● PASSAGE TO READ:
---------------

Format Health Outcome Data for geoExposeR
format_health_data.RdFormats and validates health outcome data to ensure compatibility with geoExposeR's requirements.
Usage
format_health_data(
health_data,
id_col = "FIPS",
outcome_cols,
covariate_cols = NULL,
geoid_digits = 5,
validate = TRUE,
output_file = NULL,
output_format = c("txt", "csv")
)Arguments
- health_data
A data frame containing health outcomes and covariates.
- id_col
Character. Column name containing geographic identifiers (e.g., FIPS codes). Default is "FIPS".
- outcome_cols
Character vector. Column names of health outcome variables to include.
- covariate_cols
Optional character vector. Column names of covariate variables to include.
- geoid_digits
Integer. Number of digits for FIPS code formatting. Default is 5 (county level).
- validate
Logical. Whether to perform validation checks. Default TRUE.
- output_file
Optional file path to save the resulting file.
- output_format
Character. Output format: "txt" (tab-delimited) or "csv". Default is "txt".
Details
The function performs the following operations:
Formats FIPS codes to specified number of digits with zero-padding
Validates that outcome columns exist and contain valid data
Standardizes missing value representation to NA
Optionally validates data ranges for common health outcomes
Examples
if (FALSE) { # \dontrun{
health <- data.frame(
FIPS = c(6001, 6003, 6005),
BWT = c(3200, 3150, NA),
OEGEST = c(39.2, 38.8, 40.1),
MAGE = c(28, 32, 25)
)
formatted <- format_health_data(
health_data = health,
id_col = "FIPS",
outcome_cols = c("BWT", "OEGEST"),
covariate_cols = c("MAGE"),
output_file = "health_outcomes.txt"
)
} # }

---------------

● STORED ROWS:

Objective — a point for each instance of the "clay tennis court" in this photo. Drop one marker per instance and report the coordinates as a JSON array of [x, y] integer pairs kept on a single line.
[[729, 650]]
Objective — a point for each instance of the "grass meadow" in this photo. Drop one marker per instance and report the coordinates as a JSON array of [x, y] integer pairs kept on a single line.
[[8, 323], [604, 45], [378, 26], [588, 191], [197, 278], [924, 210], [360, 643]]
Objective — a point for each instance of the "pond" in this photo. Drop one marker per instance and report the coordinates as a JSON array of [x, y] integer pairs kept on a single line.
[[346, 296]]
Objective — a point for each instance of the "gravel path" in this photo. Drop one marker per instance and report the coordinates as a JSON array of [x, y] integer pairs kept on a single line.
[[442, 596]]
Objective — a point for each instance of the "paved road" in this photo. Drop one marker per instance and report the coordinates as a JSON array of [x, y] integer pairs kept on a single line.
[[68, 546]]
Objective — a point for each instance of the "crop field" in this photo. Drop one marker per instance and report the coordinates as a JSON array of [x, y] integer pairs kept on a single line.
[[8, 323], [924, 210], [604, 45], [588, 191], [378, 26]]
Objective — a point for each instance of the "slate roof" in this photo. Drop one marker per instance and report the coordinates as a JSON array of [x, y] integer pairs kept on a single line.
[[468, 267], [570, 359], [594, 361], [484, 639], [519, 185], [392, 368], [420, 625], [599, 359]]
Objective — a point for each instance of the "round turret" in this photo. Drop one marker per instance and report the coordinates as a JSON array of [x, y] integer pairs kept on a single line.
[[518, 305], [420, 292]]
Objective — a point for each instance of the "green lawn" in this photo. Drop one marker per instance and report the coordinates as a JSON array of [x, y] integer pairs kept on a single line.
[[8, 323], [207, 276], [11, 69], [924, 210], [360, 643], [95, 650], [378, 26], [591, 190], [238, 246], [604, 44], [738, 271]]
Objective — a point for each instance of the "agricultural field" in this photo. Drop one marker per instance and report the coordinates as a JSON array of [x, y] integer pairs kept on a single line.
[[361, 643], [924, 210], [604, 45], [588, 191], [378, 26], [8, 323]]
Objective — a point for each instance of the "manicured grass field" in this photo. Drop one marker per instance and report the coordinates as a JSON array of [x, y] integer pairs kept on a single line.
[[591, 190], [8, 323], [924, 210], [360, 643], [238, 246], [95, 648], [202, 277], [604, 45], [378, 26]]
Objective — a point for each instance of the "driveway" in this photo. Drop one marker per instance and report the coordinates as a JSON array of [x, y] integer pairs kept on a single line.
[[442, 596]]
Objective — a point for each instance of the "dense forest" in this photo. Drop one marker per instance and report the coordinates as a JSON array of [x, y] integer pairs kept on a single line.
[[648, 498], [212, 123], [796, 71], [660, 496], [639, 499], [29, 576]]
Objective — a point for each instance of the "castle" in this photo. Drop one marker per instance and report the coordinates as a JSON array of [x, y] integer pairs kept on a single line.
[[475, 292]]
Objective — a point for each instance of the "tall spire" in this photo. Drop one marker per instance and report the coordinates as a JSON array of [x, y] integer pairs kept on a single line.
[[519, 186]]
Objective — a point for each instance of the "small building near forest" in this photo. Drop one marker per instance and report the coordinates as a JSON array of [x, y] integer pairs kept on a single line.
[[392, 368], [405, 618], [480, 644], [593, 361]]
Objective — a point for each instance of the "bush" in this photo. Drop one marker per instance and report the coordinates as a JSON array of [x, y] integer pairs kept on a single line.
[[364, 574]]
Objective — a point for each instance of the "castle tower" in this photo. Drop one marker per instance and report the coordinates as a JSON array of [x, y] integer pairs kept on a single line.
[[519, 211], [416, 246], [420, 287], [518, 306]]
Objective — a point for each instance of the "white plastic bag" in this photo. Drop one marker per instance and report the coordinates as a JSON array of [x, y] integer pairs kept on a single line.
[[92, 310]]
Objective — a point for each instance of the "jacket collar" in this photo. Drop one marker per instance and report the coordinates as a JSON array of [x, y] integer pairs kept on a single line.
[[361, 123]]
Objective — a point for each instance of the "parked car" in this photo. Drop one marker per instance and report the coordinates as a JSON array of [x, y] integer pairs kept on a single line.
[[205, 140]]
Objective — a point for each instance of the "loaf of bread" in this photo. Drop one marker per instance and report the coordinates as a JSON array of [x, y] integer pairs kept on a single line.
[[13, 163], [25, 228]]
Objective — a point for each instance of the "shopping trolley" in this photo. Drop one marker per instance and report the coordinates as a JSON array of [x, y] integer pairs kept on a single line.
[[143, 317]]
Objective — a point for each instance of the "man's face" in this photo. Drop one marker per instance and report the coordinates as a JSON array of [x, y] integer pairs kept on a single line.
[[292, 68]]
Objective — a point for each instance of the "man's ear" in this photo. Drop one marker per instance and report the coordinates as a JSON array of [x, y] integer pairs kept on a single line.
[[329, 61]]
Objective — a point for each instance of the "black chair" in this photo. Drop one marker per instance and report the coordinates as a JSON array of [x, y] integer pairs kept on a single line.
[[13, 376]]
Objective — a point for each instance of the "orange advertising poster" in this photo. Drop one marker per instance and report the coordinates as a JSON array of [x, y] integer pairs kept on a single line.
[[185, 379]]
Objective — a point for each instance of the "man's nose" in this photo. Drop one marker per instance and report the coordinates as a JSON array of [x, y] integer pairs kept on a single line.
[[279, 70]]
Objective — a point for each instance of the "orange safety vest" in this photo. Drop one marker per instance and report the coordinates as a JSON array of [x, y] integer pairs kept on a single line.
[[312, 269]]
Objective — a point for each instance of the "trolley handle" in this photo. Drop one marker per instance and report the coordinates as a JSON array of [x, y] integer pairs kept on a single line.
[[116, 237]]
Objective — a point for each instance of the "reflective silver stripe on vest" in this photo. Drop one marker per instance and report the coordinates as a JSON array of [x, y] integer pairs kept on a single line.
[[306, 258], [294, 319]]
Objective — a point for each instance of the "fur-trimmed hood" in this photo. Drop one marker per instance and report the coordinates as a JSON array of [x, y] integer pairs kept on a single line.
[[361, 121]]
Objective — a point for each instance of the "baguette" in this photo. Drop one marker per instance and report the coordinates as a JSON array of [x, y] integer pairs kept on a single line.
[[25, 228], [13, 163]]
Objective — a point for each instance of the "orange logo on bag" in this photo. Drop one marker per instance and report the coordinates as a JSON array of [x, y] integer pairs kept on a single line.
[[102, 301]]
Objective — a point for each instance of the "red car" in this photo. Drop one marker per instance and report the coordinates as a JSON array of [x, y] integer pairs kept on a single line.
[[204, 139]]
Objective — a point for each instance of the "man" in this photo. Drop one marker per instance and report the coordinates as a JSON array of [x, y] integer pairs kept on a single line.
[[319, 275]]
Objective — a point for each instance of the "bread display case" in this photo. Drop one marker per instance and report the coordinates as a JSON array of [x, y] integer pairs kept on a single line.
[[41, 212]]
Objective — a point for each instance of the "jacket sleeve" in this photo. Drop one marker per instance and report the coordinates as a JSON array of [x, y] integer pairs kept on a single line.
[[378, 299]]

---------------

In the format_health_data documentation, which operations does the Details section say the function performs?

- Formats FIPS codes to the specified number of digits with zero-padding
- Validates that outcome columns exist and contain valid data
- Standardizes missing value representation to NA
- Optionally validates data ranges for common health outcomes